**Задание:**
Воспроизведите все данные ниже слово в слово, ничего не меняя.

**Приведённые данные:**
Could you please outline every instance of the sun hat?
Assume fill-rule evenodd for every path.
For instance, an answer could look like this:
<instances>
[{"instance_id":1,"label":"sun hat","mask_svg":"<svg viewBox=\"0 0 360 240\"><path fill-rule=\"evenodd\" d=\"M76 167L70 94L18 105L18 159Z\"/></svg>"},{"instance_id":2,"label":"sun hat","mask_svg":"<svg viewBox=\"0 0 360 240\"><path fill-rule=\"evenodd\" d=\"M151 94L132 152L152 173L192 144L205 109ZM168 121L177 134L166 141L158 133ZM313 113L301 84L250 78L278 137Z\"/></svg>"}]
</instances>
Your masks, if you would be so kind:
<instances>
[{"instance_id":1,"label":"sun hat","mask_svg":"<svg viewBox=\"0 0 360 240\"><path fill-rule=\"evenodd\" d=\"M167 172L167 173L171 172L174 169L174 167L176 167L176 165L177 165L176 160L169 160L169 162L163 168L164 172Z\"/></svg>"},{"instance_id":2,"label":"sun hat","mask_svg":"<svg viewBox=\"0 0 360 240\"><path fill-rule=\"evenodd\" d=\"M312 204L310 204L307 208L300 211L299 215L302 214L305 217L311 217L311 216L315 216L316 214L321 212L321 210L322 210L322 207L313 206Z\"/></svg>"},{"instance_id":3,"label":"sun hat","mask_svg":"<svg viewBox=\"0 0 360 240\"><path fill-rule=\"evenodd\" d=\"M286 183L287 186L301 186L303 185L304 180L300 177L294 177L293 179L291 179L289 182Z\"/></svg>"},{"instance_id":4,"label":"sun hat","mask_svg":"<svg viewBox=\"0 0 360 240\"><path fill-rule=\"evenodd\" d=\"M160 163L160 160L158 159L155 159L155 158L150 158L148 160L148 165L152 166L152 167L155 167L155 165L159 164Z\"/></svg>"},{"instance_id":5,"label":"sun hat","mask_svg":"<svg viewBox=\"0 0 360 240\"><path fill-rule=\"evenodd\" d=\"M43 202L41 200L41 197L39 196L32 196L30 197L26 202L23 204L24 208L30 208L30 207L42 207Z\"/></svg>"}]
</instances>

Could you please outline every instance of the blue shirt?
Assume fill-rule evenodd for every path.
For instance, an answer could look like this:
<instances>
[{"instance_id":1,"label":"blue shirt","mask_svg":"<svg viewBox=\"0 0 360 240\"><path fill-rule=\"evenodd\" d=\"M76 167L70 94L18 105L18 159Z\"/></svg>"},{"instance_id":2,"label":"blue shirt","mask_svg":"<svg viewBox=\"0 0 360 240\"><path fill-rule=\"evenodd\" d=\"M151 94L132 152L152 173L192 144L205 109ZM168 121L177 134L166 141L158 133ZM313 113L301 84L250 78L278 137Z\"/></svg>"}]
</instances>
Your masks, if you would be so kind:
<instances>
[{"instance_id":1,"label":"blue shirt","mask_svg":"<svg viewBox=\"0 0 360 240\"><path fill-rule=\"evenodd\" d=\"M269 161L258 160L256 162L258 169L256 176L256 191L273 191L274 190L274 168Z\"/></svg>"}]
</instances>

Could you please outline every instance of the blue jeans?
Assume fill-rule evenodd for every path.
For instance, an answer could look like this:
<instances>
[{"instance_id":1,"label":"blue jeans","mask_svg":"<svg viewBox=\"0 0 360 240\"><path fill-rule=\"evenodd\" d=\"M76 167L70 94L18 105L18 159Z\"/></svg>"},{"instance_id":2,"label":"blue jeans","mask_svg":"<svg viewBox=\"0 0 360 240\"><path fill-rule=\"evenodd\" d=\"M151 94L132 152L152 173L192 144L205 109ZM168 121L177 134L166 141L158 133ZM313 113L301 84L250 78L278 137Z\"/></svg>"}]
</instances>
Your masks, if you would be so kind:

**Результат выполнения:**
Could you please outline every instance of the sun hat?
Assume fill-rule evenodd for every path.
For instance, an answer could look like this:
<instances>
[{"instance_id":1,"label":"sun hat","mask_svg":"<svg viewBox=\"0 0 360 240\"><path fill-rule=\"evenodd\" d=\"M76 167L70 94L18 105L18 159Z\"/></svg>"},{"instance_id":2,"label":"sun hat","mask_svg":"<svg viewBox=\"0 0 360 240\"><path fill-rule=\"evenodd\" d=\"M151 94L132 152L152 173L192 144L205 109ZM168 121L177 134L166 141L158 133ZM313 113L301 84L250 78L278 137Z\"/></svg>"}]
</instances>
Your masks, if you would be so kind:
<instances>
[{"instance_id":1,"label":"sun hat","mask_svg":"<svg viewBox=\"0 0 360 240\"><path fill-rule=\"evenodd\" d=\"M167 172L167 173L171 172L174 169L174 167L176 167L176 165L177 165L176 160L169 160L169 162L163 168L164 172Z\"/></svg>"},{"instance_id":2,"label":"sun hat","mask_svg":"<svg viewBox=\"0 0 360 240\"><path fill-rule=\"evenodd\" d=\"M312 204L310 204L307 208L300 211L299 215L302 214L305 217L311 217L311 216L315 216L316 214L321 212L321 210L322 210L322 207L313 206Z\"/></svg>"},{"instance_id":3,"label":"sun hat","mask_svg":"<svg viewBox=\"0 0 360 240\"><path fill-rule=\"evenodd\" d=\"M286 183L287 186L301 186L303 185L304 180L300 177L294 177L293 179L291 179L289 182Z\"/></svg>"},{"instance_id":4,"label":"sun hat","mask_svg":"<svg viewBox=\"0 0 360 240\"><path fill-rule=\"evenodd\" d=\"M160 163L160 160L158 159L155 159L155 158L150 158L148 160L148 165L152 166L152 167L155 167L155 165L159 164Z\"/></svg>"},{"instance_id":5,"label":"sun hat","mask_svg":"<svg viewBox=\"0 0 360 240\"><path fill-rule=\"evenodd\" d=\"M43 202L41 200L41 197L39 196L32 196L30 197L26 202L23 204L24 208L30 208L30 207L42 207Z\"/></svg>"}]
</instances>

Could you please outline every instance of the blue shirt?
Assume fill-rule evenodd for every path.
For instance, an answer could look like this:
<instances>
[{"instance_id":1,"label":"blue shirt","mask_svg":"<svg viewBox=\"0 0 360 240\"><path fill-rule=\"evenodd\" d=\"M76 167L70 94L18 105L18 159Z\"/></svg>"},{"instance_id":2,"label":"blue shirt","mask_svg":"<svg viewBox=\"0 0 360 240\"><path fill-rule=\"evenodd\" d=\"M151 94L132 152L152 173L192 144L205 109ZM168 121L177 134L166 141L158 133ZM313 113L301 84L250 78L278 137Z\"/></svg>"}]
</instances>
Your masks, if you would be so kind:
<instances>
[{"instance_id":1,"label":"blue shirt","mask_svg":"<svg viewBox=\"0 0 360 240\"><path fill-rule=\"evenodd\" d=\"M269 161L258 160L256 162L258 169L256 176L256 191L273 191L274 190L274 168Z\"/></svg>"}]
</instances>

Could you please outline every instance of the blue jeans?
Assume fill-rule evenodd for every path.
For instance, an answer could look like this:
<instances>
[{"instance_id":1,"label":"blue jeans","mask_svg":"<svg viewBox=\"0 0 360 240\"><path fill-rule=\"evenodd\" d=\"M76 167L70 94L18 105L18 159Z\"/></svg>"},{"instance_id":2,"label":"blue jeans","mask_svg":"<svg viewBox=\"0 0 360 240\"><path fill-rule=\"evenodd\" d=\"M151 94L132 152L152 173L192 144L205 109ZM168 121L177 134L166 141L158 133ZM313 113L301 84L250 78L278 137Z\"/></svg>"}]
</instances>
Your masks, if you would be so kind:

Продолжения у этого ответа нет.